Task requirements — Return the following lines verbatim, preserving their order and wording without alteration.
>>>>
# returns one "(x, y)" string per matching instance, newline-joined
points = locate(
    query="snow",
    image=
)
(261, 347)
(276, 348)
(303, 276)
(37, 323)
<<<<
Exercise result —
# returns one "(x, y)" string per matching instance, newline-joined
points = locate(
    query="snow",
    image=
)
(261, 347)
(276, 348)
(303, 276)
(37, 323)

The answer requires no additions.